* _Instructions for the task_
Only some lines are wanted. Transcribe, exactly, the lines below from the line with "Object class to annotate: police officer" up to and including the line with "Object class to annotate: stadium light".

* _Record extracts_
>>

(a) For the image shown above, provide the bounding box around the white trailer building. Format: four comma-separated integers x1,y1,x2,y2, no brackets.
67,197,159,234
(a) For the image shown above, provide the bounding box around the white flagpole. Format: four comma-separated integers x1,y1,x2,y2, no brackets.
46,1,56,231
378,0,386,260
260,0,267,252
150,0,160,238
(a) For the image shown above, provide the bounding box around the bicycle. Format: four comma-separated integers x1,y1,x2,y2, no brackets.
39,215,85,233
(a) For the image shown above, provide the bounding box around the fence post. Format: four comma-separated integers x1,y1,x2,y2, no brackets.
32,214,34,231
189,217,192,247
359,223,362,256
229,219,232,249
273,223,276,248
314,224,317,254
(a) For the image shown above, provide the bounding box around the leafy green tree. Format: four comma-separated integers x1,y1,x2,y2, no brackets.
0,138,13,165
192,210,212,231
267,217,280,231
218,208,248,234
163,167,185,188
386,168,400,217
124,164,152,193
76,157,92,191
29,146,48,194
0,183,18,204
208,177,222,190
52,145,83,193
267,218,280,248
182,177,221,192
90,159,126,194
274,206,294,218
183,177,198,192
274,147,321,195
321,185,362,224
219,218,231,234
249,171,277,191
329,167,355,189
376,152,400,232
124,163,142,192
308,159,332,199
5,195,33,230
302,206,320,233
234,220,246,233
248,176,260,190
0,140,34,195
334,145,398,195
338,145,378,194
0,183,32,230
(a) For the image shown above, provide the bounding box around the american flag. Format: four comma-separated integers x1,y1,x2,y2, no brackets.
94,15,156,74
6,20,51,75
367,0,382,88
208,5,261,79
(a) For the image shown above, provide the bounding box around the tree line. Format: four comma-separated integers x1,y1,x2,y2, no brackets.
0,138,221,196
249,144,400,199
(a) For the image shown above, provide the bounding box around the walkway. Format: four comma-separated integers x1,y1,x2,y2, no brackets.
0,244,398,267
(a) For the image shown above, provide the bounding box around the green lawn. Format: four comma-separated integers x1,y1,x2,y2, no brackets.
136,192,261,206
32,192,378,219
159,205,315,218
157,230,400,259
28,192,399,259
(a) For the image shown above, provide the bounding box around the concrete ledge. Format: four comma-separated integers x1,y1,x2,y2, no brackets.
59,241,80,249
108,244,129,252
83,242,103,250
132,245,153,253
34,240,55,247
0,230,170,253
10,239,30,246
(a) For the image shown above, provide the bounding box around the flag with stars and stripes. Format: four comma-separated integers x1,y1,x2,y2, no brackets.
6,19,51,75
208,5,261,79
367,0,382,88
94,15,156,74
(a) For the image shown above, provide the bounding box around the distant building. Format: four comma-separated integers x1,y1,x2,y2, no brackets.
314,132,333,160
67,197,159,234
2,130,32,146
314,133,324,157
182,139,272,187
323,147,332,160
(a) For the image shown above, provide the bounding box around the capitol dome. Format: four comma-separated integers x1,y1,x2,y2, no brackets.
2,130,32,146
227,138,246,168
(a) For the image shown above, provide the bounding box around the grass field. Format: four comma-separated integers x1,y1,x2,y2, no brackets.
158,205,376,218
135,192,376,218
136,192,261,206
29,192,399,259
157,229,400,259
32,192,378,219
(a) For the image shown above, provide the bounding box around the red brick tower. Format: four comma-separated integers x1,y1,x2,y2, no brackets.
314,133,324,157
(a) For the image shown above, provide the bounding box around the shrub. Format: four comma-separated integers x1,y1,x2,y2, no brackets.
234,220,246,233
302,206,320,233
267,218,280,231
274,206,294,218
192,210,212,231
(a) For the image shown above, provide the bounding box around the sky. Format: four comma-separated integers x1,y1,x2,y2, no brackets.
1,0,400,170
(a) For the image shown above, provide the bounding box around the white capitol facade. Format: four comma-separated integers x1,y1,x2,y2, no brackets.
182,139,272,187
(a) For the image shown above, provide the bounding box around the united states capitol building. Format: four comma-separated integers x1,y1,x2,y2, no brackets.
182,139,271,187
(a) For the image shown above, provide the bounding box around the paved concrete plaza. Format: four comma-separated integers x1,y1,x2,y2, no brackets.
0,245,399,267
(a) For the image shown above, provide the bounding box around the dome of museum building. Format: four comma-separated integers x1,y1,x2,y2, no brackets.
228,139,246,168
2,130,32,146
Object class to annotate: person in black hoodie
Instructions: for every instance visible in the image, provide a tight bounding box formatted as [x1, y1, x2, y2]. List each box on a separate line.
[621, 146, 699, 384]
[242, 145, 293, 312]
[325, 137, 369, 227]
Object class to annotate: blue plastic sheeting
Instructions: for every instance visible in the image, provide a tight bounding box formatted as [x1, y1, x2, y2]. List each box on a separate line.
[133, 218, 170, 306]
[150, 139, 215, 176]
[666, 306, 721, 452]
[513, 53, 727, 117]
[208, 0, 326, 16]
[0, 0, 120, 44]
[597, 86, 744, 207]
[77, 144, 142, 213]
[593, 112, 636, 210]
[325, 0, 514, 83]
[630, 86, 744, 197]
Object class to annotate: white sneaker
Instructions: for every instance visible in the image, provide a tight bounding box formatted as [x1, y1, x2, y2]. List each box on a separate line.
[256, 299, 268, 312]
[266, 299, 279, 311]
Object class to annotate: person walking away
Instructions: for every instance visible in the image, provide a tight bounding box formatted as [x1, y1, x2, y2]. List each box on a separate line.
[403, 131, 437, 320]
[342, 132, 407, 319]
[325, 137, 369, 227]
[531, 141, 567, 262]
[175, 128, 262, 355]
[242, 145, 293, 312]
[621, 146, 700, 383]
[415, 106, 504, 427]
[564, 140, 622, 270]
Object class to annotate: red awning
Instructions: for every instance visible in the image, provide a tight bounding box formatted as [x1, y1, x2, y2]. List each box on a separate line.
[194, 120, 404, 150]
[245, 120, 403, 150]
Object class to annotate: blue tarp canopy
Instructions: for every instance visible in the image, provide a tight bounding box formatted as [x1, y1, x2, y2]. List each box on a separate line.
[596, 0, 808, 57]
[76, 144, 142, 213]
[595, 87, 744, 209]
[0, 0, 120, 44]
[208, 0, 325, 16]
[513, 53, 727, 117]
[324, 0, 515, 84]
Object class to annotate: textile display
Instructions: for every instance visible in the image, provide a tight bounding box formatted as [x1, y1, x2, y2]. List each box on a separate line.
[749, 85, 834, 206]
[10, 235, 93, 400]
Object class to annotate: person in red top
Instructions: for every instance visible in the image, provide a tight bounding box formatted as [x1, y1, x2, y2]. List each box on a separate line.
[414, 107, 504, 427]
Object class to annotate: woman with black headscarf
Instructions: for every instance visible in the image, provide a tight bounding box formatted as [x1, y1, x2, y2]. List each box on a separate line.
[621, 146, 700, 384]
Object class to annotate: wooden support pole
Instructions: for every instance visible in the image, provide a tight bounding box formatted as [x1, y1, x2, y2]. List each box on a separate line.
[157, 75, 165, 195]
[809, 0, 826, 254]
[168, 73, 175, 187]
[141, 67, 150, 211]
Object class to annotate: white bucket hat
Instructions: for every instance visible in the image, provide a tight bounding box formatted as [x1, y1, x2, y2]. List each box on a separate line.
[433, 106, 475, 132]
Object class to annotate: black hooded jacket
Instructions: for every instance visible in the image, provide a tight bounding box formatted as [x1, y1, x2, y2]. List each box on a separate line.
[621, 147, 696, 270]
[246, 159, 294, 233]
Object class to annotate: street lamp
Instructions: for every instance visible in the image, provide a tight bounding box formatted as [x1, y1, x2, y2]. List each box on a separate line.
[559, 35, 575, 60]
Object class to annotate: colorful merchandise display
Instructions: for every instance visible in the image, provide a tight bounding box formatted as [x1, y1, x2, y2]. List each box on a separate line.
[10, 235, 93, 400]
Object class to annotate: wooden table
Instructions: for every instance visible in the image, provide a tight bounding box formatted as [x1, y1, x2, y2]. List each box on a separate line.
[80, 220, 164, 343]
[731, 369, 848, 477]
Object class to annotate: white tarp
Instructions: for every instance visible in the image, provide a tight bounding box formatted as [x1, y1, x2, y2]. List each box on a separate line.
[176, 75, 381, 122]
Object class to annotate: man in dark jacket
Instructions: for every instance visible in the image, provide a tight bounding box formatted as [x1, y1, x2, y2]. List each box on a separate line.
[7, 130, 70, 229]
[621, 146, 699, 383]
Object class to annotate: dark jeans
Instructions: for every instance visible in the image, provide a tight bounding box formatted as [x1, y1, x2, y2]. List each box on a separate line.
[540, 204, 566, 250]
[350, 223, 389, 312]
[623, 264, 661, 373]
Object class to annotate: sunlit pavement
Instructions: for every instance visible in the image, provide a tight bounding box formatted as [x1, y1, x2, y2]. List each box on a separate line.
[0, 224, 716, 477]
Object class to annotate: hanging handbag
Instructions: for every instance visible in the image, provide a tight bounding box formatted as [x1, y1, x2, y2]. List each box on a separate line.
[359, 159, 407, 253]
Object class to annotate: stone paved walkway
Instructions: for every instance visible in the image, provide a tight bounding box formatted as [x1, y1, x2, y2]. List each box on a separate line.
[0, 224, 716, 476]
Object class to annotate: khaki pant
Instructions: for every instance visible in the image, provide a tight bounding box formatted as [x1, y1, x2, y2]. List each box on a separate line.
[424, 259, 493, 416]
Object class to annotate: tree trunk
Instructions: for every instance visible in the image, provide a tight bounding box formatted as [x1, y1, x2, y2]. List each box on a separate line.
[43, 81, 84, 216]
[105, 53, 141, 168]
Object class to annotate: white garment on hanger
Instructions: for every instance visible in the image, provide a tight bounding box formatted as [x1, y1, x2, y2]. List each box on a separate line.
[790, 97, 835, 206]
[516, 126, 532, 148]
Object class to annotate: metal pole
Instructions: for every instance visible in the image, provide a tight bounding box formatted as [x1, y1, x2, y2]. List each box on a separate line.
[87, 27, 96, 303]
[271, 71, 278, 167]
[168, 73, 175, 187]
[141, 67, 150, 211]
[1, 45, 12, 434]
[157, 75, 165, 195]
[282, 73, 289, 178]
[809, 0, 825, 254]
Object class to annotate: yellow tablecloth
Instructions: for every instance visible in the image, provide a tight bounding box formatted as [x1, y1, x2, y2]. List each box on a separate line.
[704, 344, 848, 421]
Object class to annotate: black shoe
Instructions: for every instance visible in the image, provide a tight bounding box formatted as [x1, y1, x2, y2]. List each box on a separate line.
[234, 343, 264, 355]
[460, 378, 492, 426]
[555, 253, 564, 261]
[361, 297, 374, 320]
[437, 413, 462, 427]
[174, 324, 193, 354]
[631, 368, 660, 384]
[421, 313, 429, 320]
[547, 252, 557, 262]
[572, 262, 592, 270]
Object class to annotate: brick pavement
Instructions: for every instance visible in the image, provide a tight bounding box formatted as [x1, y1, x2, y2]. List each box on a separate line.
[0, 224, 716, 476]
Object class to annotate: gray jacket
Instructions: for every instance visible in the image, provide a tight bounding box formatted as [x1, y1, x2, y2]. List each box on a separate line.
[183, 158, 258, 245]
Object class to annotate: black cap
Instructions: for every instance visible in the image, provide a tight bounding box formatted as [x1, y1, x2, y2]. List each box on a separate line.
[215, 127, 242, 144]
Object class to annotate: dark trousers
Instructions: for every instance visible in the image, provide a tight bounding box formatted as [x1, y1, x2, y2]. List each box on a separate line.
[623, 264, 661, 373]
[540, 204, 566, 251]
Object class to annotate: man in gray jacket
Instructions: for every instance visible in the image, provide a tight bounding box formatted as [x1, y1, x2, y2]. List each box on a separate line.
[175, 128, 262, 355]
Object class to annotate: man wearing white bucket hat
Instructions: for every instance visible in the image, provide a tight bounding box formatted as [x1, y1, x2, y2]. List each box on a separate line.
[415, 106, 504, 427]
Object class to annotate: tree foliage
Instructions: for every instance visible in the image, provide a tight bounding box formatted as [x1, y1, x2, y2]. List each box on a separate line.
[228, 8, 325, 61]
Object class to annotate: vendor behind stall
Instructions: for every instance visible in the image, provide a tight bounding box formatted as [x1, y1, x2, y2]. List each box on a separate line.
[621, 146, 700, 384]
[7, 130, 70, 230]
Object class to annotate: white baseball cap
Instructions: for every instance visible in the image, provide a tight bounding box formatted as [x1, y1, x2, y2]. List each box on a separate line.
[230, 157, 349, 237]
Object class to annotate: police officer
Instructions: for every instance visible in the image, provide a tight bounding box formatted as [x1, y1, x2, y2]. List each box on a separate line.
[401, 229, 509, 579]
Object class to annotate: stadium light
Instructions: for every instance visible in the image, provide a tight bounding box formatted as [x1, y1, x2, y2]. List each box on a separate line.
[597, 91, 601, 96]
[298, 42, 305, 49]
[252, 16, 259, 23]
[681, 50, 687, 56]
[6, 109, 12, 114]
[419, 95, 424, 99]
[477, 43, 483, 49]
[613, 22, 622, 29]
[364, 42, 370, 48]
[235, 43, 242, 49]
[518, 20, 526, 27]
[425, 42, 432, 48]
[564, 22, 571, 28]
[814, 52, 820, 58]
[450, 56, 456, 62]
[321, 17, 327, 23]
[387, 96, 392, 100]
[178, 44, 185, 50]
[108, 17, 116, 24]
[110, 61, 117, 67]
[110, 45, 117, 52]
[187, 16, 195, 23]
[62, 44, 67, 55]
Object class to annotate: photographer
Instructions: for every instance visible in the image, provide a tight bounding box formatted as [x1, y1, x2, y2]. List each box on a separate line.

<<

* _Response below_
Object class to annotate: police officer
Instructions: for every instance visible in the image, provide a tight bounding box formatted as [x1, y1, x2, y2]. List each box on a separate line.
[401, 229, 509, 579]
Object class to annotate: stadium light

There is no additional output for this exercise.